[Data items]
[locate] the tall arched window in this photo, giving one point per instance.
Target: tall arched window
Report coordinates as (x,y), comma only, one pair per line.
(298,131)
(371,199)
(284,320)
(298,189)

_Problem description_
Reproduce every one of the entries above word for word, with nothing changed.

_Exercise solution_
[locate] the tall arched window in this photo, giving one point per instance.
Target: tall arched window
Report coordinates as (x,y), comma only, one pair per line.
(298,131)
(371,199)
(284,320)
(298,189)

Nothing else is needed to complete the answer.